(Excerpt from a dataset)
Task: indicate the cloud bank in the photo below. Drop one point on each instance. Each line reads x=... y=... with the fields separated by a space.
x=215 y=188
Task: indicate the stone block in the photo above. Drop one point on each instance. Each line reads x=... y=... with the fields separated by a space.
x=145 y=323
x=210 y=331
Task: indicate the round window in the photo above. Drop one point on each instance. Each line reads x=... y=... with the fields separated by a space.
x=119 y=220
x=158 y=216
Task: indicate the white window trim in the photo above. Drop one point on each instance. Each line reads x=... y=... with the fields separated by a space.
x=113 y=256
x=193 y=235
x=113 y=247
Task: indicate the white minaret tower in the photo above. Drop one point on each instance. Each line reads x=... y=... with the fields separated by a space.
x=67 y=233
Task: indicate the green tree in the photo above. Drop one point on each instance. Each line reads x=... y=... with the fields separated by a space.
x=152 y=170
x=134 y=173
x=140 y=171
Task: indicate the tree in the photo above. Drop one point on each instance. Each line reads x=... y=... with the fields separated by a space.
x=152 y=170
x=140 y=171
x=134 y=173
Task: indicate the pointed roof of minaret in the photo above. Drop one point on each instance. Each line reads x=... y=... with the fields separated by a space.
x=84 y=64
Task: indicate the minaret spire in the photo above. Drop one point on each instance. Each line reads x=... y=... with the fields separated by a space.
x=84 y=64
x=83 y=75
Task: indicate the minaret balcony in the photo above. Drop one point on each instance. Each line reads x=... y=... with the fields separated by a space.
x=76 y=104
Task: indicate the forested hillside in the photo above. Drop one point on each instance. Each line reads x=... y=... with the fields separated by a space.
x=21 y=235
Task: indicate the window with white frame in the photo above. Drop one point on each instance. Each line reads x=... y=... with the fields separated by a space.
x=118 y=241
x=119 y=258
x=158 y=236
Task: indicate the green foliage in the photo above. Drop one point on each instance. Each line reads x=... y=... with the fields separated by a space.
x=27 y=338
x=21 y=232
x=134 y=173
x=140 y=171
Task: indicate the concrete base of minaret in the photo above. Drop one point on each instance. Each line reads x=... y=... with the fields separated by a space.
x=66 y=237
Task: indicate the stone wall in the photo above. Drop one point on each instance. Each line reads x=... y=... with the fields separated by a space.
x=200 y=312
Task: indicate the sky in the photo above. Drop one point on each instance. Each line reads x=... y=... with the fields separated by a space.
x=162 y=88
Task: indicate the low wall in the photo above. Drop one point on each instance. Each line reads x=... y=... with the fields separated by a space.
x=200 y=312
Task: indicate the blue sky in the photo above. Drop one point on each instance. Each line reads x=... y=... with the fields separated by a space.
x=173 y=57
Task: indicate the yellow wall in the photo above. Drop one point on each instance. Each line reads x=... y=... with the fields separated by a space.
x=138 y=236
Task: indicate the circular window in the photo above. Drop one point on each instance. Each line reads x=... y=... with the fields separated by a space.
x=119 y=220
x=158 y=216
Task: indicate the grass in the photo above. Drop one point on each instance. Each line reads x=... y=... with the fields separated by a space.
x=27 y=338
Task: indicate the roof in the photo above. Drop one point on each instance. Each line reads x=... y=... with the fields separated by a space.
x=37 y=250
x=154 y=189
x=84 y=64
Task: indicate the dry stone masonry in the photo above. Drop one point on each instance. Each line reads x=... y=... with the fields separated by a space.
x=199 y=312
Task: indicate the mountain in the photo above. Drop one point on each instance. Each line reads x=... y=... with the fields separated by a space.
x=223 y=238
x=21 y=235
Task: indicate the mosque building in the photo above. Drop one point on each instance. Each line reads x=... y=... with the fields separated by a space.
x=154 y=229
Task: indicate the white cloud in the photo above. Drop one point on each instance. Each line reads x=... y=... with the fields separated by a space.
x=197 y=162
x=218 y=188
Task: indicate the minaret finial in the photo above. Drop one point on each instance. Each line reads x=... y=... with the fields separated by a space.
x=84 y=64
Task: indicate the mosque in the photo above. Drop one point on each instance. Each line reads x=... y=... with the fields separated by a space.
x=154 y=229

• [Exercise details] Rewrite the records above with "indicate" swapped for "mark" everywhere it occurs, leaving everything else unchanged.

• [Exercise output]
Task: mark the cloud bank in the photo below. Drop one point on each instance. Each line reads x=... y=... with the fields separated by a space.
x=215 y=188
Task: mark the stone block in the photo above. Drop one point on each instance. Each line reads x=... y=... with the fields separated by a space.
x=145 y=323
x=210 y=331
Task: mark the round window in the photo above. Drop one point on each instance. Each line reads x=... y=... with the fields separated by a space.
x=119 y=220
x=158 y=216
Task: mark the white window trim in the photo above. Drop one point on each instance. Each line reads x=... y=... with the fields separated by a space.
x=113 y=256
x=193 y=235
x=113 y=247
Task: mark the white minaret tower in the photo above. Drop one point on each instance. Each line reads x=... y=... with the fields separated by a space.
x=67 y=233
Task: mark the green tree in the photo above. Drop one point on each instance. Each line reads x=... y=... with the fields separated by a space.
x=152 y=170
x=134 y=173
x=140 y=171
Task: mark the tree in the photo above. Drop one point on each instance. Each line reads x=... y=... with the fields separated by a space.
x=152 y=170
x=140 y=171
x=134 y=173
Task: mark the pointed roof of minaret in the photo above. Drop one point on each instance. Each line reads x=... y=... with the fields separated by a space.
x=84 y=64
Task: mark the minaret spire in the photo above. Drop one point on each instance. Each line reads x=... y=... with the fields separated by a space.
x=84 y=64
x=83 y=75
Task: mark the minaret balcony in the photo above. Drop one point on each instance. Each line reads x=... y=... with the fields separated by a space.
x=76 y=104
Task: mark the forested hillside in the photo above. Drop one point on each instance. Each line reads x=... y=... with the fields separated by a space.
x=21 y=235
Task: mark the window with white frame in the photo above. Drop one point on each instance. Each line reads x=... y=... with the fields separated by a space.
x=118 y=241
x=119 y=258
x=158 y=236
Task: mark the green foliage in the photo above. Drop one point on each instance. Each line reads x=... y=... with the fields separated by a space.
x=27 y=338
x=21 y=232
x=134 y=173
x=140 y=171
Task: mark the concrete base of minaret in the photo above. Drop one point on each instance. Each line reads x=... y=... with the fields separated by a space.
x=66 y=237
Task: mark the stone wall in the photo above. Drop one point on each instance. Each line reads x=... y=... with the fields separated by a space.
x=200 y=312
Task: mark the sky in the photo above. Drop one point on each instance. Each line reads x=... y=... with the fields separated by a space.
x=162 y=88
Task: mark the low wall in the photo above. Drop one point on each instance. Each line reads x=... y=... with the fields separated by a space.
x=200 y=312
Task: mark the blue sky in the photo above. Drop one point on each instance. Each line reads x=... y=... with the fields separated by a space.
x=173 y=57
Task: mark the yellow wall in the photo above. Drop one point on each instance. Each line reads x=... y=... with the fields separated by a space.
x=138 y=236
Task: mark the circular window in the photo above. Drop one point on each instance. Each line reads x=... y=... with the fields separated by a space.
x=119 y=220
x=158 y=216
Task: mark the grass in the photo above. Drop one point on each instance. Each line reads x=... y=... with the fields separated by a space.
x=27 y=338
Task: mark the roof in the photo above. Drop one point on each instance. Each line reads x=... y=... with the fields separated by a space.
x=37 y=250
x=154 y=189
x=84 y=64
Task: mark the dry stone masonry in the photo above. Drop one point on each instance. Each line reads x=... y=... with the fields separated by a space.
x=199 y=312
Task: mark the mountain in the photo above. Drop one point on each instance. Each line reads x=... y=... with the fields separated by a space.
x=223 y=238
x=21 y=235
Task: mark the mosque building in the photo above. Drop one point on each instance. Each line reads x=... y=... with the fields separated by a space.
x=154 y=229
Task: mark the white cloud in the photo above. Drop one point on each instance. Each line reads x=... y=... with the fields separated by a space.
x=197 y=162
x=218 y=188
Task: mark the minaret finial in the photo above. Drop one point on each instance. Each line reads x=... y=... with the fields separated by a space.
x=84 y=64
Task: mark the mosque in the photo above. Drop one point on each instance. Each line reads x=... y=... with the fields separated by a space.
x=154 y=229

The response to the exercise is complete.